▶ [READING TEXT]
And we're always finding more people that we could do this with. And so there was many different groups of friends and people that I was hanging out with. And these people came from all walks of life.

Everyone was in a different scenario. They were of different age ranges from different places around the world, across the country, different backgrounds, different life experiences.

And a lot of that was really fun and really interesting and also opened me up to so much more. The fun part that I really loved was the part with the friends. I loved drinking with my friends.

I loved getting ready. I loved listening to music. I guess that we called it pre-gaming.

I don't know if it's still called that, you know, when you pre-drink before you go out. And I just loved the company and I loved the hope. There was this moment where it was still early.

There was something about it still being sun light outside, still being daytime or early evening, where there was sunshine, that felt like there was endless possibilities, like, oh, this could go anywhere. We're going to have fun.

Which is interesting too, because as a kid, I really didn't like nighttime. There was fear associated with night that brought up a lot of anxiety in me. And it's interesting that this was reflected back at this time as well.

There was something about safety, being seen in the light, being able to see people's intentions almost, see what was actually going on, still being able to see and feel myself. I wasn't lost. And this all centered around drinking.

I had definitely quite a few experiences at this point. Drinking, it wasn't a big deal. When I still lived in Edmonton, I was going out with friends that I'd known, that were really safe, right?

And we were going out in a large group, and we were all experiencing it for the first time together, so I'd done a lot of that. But this was different. I was on my own, new friends, and I'm in a different place.

And it just became more and more about drinking. So on a typical, even like work day, in the middle of the week, I would have worked a morning shift.

I would get off work at like one o'clock in the afternoon, head home, change, go with my friend to the convenience store, and we'd get a huge slurpee, and we'd have a huge bottle of rum with us, and we'd just dump it in to the slurpee, and then we'd

bike out to the beach. So we were getting day drunk, hanging out in the sun, drinking a lot, biking home, and then we'd get dressed up. We'd invite friends over. There'd be more drinks.

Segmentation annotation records
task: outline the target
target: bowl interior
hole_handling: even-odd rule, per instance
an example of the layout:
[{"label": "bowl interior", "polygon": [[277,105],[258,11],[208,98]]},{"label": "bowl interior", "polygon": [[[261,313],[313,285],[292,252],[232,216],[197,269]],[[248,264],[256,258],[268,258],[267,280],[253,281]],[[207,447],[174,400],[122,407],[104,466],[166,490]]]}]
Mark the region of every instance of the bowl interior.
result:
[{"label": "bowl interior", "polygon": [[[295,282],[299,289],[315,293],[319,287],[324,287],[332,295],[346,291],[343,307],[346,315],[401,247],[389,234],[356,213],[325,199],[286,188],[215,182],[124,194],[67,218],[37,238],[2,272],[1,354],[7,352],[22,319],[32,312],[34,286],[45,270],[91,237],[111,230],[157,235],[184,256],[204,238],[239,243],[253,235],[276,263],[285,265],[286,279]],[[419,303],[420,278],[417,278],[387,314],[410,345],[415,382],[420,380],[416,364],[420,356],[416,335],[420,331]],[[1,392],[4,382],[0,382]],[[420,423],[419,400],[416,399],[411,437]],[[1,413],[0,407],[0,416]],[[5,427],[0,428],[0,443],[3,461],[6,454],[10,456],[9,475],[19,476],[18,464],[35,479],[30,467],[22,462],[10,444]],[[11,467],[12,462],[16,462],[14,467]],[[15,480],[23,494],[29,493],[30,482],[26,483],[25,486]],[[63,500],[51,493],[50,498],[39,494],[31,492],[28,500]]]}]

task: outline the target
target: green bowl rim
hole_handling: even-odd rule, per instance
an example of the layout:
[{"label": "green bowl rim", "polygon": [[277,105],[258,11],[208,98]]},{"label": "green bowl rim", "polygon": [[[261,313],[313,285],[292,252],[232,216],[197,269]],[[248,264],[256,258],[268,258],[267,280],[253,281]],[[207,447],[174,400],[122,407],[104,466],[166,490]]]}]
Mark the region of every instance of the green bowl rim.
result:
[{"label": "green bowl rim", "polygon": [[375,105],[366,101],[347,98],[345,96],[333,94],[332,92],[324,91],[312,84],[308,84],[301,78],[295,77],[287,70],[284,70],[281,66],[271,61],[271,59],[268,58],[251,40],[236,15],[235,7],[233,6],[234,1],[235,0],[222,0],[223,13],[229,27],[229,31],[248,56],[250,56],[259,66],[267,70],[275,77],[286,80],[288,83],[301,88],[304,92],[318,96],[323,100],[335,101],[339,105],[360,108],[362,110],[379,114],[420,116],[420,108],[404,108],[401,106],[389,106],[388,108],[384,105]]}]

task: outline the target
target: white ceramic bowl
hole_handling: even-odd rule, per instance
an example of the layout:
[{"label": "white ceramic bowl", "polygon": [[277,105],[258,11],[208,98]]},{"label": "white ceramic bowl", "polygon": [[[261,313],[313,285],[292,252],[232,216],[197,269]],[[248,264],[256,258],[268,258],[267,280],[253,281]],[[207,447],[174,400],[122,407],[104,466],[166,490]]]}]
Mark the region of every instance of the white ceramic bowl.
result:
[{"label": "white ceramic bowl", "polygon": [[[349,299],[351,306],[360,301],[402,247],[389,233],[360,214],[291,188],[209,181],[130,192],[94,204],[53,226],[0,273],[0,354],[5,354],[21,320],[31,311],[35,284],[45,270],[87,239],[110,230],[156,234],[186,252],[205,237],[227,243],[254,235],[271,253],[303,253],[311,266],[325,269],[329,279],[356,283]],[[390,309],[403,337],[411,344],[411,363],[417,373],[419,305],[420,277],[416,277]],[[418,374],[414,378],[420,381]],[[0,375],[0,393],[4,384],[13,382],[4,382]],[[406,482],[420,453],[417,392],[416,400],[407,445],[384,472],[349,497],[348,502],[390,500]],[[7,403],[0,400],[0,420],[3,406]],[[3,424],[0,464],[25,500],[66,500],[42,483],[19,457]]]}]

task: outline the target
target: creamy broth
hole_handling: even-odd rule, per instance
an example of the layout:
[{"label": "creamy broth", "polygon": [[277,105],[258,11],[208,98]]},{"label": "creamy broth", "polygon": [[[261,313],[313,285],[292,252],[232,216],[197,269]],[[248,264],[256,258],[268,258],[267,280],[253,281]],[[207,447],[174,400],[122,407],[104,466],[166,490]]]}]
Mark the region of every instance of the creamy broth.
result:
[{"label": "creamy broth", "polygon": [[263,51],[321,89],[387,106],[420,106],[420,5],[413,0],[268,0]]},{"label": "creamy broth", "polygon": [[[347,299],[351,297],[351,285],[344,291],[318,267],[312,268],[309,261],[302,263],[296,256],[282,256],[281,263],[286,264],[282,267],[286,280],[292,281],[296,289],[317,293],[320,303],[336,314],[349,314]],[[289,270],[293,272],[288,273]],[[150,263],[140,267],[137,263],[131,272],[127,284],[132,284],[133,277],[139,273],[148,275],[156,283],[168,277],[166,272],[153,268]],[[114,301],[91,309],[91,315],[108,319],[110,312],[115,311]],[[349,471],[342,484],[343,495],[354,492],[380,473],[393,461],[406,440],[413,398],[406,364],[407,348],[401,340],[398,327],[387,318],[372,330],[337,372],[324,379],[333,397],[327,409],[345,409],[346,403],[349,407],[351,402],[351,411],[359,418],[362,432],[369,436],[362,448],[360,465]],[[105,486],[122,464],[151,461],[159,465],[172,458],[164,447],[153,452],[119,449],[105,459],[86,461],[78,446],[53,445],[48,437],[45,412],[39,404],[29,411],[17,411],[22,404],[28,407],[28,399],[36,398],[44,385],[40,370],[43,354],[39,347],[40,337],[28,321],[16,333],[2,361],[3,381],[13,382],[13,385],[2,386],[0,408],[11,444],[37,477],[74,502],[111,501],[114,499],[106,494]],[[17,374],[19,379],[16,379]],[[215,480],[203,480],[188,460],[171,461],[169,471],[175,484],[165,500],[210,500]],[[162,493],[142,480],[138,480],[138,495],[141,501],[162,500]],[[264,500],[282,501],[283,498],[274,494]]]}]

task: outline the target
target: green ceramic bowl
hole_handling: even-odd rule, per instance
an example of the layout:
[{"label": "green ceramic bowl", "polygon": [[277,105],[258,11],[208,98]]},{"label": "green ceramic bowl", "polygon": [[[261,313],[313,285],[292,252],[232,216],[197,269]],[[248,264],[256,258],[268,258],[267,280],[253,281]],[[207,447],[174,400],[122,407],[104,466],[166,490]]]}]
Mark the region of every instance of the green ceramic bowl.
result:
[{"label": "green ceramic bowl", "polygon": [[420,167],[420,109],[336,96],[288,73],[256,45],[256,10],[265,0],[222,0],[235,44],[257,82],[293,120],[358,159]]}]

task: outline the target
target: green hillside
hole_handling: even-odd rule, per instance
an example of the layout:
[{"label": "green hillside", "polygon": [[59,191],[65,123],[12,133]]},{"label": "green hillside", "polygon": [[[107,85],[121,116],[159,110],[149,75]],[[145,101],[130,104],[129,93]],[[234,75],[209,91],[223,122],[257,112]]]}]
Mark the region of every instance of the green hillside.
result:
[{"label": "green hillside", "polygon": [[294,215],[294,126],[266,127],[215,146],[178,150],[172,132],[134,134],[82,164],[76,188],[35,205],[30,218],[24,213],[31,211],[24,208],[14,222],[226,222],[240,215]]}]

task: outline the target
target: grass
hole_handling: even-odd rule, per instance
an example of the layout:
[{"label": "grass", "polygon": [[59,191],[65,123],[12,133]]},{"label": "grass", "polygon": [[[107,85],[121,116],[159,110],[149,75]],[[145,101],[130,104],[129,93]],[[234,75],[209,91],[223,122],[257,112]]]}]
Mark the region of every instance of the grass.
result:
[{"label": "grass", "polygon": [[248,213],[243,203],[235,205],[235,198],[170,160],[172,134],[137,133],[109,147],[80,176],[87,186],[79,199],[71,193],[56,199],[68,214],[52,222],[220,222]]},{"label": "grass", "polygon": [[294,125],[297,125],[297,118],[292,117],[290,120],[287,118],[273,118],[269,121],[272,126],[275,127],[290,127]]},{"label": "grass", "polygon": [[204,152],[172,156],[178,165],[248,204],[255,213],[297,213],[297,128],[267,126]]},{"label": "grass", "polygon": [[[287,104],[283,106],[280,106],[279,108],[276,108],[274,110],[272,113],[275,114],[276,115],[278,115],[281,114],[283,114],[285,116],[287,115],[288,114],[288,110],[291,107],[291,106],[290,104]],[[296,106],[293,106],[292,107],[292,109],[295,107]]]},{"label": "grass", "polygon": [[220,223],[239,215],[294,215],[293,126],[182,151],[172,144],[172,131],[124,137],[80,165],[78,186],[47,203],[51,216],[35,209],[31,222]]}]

▶ [ACTIONS TO TAKE]
- 1) Pull out each line of the records that contains the string "every", copying the lines in the order they appear.
- 2) Carry on the account of drinking with new friends, picking up right after its last sentence.

▶ [RESULTS FOR THE EXERCISE]
- 1)
Mark the region of every instance of the bowl interior.
Mark the region of every instance of the green bowl rim.
Mark the region of every instance of the white ceramic bowl.
Mark the region of every instance of the creamy broth.
Mark the region of every instance of the green ceramic bowl.
Mark the region of every instance of the green hillside.
Mark the region of every instance of the grass.

- 2)
Maybe I'll drink a six pack of Coronas. And then we head out to the bar for happy hour. So it's still daytime.

Then I'm gonna order a Long Island ice tea. Maybe I'm gonna drink three of those. Then I'm gonna start on rum and cokes.

And it's always gonna be double shots, like single shots, like no way. I'm like, no, give me a double. And I could just throw back drink after drink.

And we'd run into all these people from town, because again, the size of this place was small enough that it's like a little microcosm. You're gonna recognize people, and some of them you're gonna know really well.

They're gonna be like regular customers or business owners. There's gonna be RCMP officers and firefighters, ski instructors, raft guides.

There's gonna be these old timers who have worked on the railroad their entire life, or there's gonna be younger guys who are working in the oil rigs. There's just a lot going on.

So you'd run into all these different types of people, and it was really fun. And then we kept drinking. I remember drinking like 12 beers one after another when there was like a hockey game on.

And again, I have nothing to compare this to. I just think of my body today. And 12 beers feels like a lot.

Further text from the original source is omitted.